> _Document section_:
Before I start, I want to apologize for being able to visit your guys sites, but I think its nice that you guys continue to visit and comment on mine. You guys are wonderful. ^^
Even though we didn't have a bomb threat, today wasn't pleasant. I was stressed, and we had to register for next years classes. So I will soon be a Junior. And my classes for next year are as stands:
English 3 Advanced(I have to at least pretend I am
smart okay?)
AP(Advanced Placement) U.S. History
Newspaper(journalism thingy)
Colorguard(oh yeah score!)
Chemistry 1 Advanced
Pre-calculus
Yeah, alot I know. And two of those classes are all year long, so yeah. Whew, but at least I am taking AP U.S. History with my friend Celestial, so all is good...well, not really.

> _Problem description_:
Rewrite the stretch of the post about next year's classes from "AP(Advanced Placement) U.S." through "good...well, not really.", swapping "Chemistry" for "Physics".

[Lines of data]
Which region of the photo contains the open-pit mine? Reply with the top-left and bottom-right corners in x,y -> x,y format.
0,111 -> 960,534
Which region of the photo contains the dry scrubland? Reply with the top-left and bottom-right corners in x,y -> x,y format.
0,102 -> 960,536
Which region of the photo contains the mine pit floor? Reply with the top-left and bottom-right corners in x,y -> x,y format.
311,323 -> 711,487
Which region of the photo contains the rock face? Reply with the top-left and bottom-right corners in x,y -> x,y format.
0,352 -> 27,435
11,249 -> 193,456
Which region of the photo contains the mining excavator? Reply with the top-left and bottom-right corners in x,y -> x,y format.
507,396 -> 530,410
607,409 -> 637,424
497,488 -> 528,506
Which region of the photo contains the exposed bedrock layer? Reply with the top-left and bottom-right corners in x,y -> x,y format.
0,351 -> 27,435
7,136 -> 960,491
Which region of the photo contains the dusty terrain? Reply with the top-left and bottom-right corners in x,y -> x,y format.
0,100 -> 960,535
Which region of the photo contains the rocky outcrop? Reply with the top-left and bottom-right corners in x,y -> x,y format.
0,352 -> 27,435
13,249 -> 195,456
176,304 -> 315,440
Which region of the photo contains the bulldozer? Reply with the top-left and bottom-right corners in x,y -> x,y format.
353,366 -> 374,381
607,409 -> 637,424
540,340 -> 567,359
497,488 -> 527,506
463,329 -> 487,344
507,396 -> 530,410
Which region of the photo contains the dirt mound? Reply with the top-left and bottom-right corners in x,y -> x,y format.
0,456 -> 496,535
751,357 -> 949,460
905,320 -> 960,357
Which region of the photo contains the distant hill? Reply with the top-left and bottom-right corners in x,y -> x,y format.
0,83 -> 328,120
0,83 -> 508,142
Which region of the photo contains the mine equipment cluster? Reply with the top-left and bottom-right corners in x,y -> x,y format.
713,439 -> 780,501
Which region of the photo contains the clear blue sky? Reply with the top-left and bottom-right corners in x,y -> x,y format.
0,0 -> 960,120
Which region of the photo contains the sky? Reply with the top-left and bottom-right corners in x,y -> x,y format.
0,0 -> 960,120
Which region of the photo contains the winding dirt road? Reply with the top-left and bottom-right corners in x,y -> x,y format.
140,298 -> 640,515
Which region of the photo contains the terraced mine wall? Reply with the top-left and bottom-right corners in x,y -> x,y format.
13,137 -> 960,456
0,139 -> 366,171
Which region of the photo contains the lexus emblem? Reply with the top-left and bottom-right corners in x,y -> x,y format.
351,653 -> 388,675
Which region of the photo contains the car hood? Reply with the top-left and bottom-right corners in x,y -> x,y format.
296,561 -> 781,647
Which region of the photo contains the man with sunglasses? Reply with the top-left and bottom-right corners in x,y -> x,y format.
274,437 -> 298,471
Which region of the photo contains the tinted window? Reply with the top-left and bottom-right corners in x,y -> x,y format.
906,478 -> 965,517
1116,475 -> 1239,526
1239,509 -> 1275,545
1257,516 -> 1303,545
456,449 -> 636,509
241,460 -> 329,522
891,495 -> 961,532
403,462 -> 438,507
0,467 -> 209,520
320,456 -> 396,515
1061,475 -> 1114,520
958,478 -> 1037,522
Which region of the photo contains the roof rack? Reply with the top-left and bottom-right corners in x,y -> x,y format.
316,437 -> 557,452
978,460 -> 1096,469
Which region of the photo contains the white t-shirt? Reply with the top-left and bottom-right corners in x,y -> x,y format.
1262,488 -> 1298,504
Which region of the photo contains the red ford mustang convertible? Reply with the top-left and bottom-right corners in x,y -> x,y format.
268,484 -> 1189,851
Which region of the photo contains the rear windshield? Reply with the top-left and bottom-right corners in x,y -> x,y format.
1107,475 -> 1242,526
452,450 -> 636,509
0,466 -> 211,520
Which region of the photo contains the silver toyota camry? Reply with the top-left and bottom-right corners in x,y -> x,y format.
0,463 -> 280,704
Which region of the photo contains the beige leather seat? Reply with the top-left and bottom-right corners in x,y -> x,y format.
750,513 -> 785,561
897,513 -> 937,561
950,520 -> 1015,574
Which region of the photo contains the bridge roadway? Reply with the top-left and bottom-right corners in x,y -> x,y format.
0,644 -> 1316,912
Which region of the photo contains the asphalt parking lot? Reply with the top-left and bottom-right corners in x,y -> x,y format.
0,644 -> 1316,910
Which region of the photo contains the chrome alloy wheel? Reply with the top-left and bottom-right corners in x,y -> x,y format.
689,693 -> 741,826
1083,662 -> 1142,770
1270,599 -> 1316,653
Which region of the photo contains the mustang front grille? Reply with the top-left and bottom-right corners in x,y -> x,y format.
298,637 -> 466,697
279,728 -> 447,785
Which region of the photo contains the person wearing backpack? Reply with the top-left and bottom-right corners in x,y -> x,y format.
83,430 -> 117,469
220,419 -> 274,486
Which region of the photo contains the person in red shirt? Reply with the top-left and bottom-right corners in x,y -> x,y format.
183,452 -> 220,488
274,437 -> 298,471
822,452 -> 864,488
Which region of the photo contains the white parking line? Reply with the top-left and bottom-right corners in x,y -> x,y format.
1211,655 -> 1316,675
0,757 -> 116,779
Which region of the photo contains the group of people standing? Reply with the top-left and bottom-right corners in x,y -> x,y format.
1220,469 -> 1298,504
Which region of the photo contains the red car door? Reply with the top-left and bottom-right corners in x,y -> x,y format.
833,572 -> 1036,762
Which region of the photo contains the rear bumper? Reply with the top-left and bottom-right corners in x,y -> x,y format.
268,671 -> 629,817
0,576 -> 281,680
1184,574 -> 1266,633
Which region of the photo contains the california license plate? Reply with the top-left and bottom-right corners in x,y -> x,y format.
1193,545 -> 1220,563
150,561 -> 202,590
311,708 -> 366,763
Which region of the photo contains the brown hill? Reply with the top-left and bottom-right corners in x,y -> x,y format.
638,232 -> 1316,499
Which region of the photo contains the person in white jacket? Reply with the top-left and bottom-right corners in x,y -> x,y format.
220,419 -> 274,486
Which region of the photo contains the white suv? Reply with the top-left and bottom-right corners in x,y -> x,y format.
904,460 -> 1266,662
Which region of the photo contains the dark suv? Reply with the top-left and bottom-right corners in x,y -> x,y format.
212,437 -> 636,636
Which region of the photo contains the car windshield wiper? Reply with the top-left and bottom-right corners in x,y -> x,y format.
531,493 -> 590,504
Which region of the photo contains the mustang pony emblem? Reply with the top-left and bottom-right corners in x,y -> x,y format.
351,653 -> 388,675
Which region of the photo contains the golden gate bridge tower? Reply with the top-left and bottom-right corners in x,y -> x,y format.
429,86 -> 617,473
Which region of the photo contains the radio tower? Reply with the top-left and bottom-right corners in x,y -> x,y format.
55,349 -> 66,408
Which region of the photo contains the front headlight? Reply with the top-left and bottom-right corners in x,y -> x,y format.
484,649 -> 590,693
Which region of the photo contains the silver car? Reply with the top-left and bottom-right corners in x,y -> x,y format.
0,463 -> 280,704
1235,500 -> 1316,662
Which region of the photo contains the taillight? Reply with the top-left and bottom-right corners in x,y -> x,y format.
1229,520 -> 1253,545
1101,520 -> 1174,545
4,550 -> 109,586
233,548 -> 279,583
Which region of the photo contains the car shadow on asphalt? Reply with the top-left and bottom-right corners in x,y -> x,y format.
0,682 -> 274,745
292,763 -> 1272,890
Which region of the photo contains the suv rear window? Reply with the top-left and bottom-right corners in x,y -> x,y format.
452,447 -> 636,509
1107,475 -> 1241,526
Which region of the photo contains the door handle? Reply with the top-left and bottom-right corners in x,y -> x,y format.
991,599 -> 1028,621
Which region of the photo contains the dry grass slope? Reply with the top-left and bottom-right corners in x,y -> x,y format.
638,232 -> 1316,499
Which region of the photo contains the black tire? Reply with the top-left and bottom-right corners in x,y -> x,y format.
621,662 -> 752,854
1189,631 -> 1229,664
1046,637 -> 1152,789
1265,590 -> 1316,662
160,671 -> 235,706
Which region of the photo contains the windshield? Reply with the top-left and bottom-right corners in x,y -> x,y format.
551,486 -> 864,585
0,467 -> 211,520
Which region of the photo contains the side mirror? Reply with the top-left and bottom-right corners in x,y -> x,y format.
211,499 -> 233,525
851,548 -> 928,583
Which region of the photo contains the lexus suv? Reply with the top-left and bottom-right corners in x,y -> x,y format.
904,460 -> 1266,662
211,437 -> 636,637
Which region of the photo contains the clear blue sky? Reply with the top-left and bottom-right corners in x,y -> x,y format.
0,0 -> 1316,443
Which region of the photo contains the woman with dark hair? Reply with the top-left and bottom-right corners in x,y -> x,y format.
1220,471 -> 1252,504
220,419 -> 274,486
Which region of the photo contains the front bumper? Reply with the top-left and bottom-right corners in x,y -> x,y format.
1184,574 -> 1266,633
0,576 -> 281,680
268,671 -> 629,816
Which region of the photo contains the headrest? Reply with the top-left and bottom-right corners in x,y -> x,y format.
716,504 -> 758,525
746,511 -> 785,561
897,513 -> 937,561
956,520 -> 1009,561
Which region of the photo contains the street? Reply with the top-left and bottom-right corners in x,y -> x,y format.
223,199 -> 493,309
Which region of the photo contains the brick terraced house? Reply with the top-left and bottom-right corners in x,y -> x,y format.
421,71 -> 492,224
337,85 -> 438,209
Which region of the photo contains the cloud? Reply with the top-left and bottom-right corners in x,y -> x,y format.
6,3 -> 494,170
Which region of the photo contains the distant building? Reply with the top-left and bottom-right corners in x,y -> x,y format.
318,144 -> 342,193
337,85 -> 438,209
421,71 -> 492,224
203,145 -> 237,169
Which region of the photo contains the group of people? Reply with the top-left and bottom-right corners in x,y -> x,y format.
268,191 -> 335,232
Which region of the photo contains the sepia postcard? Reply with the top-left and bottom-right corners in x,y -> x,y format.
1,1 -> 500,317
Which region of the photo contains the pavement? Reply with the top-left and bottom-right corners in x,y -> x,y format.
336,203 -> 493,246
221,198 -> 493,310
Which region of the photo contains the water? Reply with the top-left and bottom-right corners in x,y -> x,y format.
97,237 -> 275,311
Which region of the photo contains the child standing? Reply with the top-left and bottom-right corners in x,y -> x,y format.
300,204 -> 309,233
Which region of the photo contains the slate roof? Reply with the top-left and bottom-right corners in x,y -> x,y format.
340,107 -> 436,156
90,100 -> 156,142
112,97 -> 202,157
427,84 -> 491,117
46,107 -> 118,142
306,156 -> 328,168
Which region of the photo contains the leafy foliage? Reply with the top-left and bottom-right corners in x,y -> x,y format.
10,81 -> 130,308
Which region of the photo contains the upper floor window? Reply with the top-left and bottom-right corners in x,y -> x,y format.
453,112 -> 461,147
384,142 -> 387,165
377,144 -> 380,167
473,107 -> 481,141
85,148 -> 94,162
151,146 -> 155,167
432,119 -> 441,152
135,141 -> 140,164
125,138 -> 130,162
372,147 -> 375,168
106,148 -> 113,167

> _The response_:
AP(Advanced Placement) U.S. History
Newspaper(journalism thingy)
Colorguard(oh yeah score!)
Physics 1 Advanced
Pre-calculus
Yeah, alot I know. And two of those classes are all year long, so yeah. Whew, but at least I am taking AP U.S. History with my friend Celestial, so all is good...well, not really.